Requirement: Extract all of the entries and give them again, word for word.

====== Material for this task ======

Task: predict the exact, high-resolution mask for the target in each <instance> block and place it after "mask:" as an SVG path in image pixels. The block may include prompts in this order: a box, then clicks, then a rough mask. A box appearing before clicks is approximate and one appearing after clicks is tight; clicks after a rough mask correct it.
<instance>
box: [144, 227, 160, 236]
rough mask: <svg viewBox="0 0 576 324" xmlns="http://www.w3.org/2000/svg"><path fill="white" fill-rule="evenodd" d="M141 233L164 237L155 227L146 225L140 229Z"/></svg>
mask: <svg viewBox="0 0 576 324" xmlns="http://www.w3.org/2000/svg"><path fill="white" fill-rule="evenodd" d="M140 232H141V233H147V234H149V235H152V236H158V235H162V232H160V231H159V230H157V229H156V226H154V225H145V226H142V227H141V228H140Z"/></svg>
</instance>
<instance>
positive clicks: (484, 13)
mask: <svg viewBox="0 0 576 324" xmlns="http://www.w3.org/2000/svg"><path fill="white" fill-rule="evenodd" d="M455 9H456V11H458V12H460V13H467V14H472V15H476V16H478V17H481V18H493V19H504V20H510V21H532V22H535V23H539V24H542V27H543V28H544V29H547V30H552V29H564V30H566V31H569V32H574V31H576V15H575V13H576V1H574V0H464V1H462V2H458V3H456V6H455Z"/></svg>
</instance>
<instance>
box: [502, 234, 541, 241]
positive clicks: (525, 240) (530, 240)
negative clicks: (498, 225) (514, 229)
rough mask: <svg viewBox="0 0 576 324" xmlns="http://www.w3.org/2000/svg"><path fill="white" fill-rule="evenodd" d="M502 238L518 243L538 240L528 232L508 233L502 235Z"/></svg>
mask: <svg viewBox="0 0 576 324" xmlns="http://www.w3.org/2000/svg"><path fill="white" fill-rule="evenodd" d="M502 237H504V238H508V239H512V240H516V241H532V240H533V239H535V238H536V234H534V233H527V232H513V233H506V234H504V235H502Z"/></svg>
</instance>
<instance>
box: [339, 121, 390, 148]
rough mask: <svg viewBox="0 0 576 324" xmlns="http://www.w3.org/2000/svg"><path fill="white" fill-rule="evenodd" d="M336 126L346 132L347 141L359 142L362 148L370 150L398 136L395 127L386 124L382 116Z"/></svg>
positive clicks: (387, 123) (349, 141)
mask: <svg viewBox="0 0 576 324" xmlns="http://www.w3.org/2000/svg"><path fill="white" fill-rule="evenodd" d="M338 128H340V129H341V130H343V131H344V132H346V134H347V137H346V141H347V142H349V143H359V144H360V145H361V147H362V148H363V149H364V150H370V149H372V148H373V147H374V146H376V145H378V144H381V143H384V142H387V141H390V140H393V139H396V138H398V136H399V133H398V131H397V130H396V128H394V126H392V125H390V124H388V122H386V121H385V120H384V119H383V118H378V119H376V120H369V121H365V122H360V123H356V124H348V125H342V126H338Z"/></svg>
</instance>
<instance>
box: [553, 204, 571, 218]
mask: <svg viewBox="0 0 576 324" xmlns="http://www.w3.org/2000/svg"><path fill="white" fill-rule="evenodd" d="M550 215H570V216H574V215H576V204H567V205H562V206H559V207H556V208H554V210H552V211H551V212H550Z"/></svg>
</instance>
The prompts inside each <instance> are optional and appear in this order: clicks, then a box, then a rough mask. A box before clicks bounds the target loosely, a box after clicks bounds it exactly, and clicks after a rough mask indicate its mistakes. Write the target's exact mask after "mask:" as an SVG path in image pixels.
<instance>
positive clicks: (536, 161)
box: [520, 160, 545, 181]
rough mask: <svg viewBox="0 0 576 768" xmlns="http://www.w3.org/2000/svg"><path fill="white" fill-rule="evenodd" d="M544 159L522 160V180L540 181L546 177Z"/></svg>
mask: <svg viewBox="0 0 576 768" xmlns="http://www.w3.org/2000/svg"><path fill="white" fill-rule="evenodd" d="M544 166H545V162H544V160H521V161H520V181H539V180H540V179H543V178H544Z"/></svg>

======

Exercise solution:
Task: predict the exact, high-resolution mask for the target in each <instance> block and place it after "mask:" as an SVG path in image pixels. The block may include prompts in this order: a box, then clicks, then a rough mask. A box appearing before clicks is approximate and one appearing after clicks is tight; clicks after a rough mask correct it.
<instance>
box: [144, 227, 160, 236]
rough mask: <svg viewBox="0 0 576 324" xmlns="http://www.w3.org/2000/svg"><path fill="white" fill-rule="evenodd" d="M141 233L164 237L155 227L146 225L140 229Z"/></svg>
mask: <svg viewBox="0 0 576 324" xmlns="http://www.w3.org/2000/svg"><path fill="white" fill-rule="evenodd" d="M140 232H141V233H147V234H149V235H152V236H158V235H162V232H160V231H159V230H157V229H156V226H154V225H145V226H142V227H141V228H140Z"/></svg>
</instance>
<instance>
positive clicks: (484, 13)
mask: <svg viewBox="0 0 576 324" xmlns="http://www.w3.org/2000/svg"><path fill="white" fill-rule="evenodd" d="M455 9H456V11H458V12H460V13H467V14H472V15H476V16H478V17H481V18H493V19H504V20H510V21H532V22H535V23H539V24H542V27H543V28H544V29H547V30H552V29H564V30H566V31H569V32H574V31H576V15H575V13H576V1H574V0H464V1H462V2H458V3H456V6H455Z"/></svg>
</instance>
<instance>
box: [502, 234, 541, 241]
positive clicks: (525, 240) (530, 240)
negative clicks: (498, 225) (514, 229)
rough mask: <svg viewBox="0 0 576 324" xmlns="http://www.w3.org/2000/svg"><path fill="white" fill-rule="evenodd" d="M502 238L518 243L538 240L528 232L508 233L502 235Z"/></svg>
mask: <svg viewBox="0 0 576 324" xmlns="http://www.w3.org/2000/svg"><path fill="white" fill-rule="evenodd" d="M502 237H504V238H508V239H512V240H516V241H532V240H533V239H535V238H536V234H534V233H527V232H513V233H506V234H504V235H502Z"/></svg>
</instance>
<instance>
box: [339, 121, 390, 148]
rough mask: <svg viewBox="0 0 576 324" xmlns="http://www.w3.org/2000/svg"><path fill="white" fill-rule="evenodd" d="M336 126L346 132L347 141L359 142L362 148L370 150L398 136L395 127L386 124L382 116Z"/></svg>
positive clicks: (387, 123) (349, 141)
mask: <svg viewBox="0 0 576 324" xmlns="http://www.w3.org/2000/svg"><path fill="white" fill-rule="evenodd" d="M338 128H340V129H341V130H343V131H344V132H346V134H347V137H346V141H347V142H349V143H359V144H360V145H361V147H362V148H363V149H364V150H370V149H372V148H373V147H374V146H376V145H378V144H381V143H384V142H387V141H390V140H393V139H396V138H398V136H399V133H398V131H397V130H396V128H394V126H392V125H390V124H388V122H386V121H385V120H384V119H383V118H378V119H376V120H369V121H365V122H360V123H356V124H348V125H342V126H338Z"/></svg>
</instance>
<instance>
box: [553, 204, 571, 218]
mask: <svg viewBox="0 0 576 324" xmlns="http://www.w3.org/2000/svg"><path fill="white" fill-rule="evenodd" d="M550 215H570V216H574V215H576V204H567V205H562V206H559V207H556V208H554V210H552V211H551V212H550Z"/></svg>
</instance>
The prompts inside each <instance> are optional and appear in this order: clicks, then a box, then a rough mask. A box before clicks bounds the target loosely, a box after clicks bounds it exactly, and clicks after a rough mask indicate its mistakes. Write the target's exact mask after "mask:" as an SVG path in image pixels.
<instance>
positive clicks: (536, 161)
box: [520, 160, 545, 181]
rough mask: <svg viewBox="0 0 576 768" xmlns="http://www.w3.org/2000/svg"><path fill="white" fill-rule="evenodd" d="M544 159L522 160V180L540 181L546 177Z"/></svg>
mask: <svg viewBox="0 0 576 768" xmlns="http://www.w3.org/2000/svg"><path fill="white" fill-rule="evenodd" d="M544 166H545V162H544V160H521V161H520V181H539V180H540V179H543V178H544Z"/></svg>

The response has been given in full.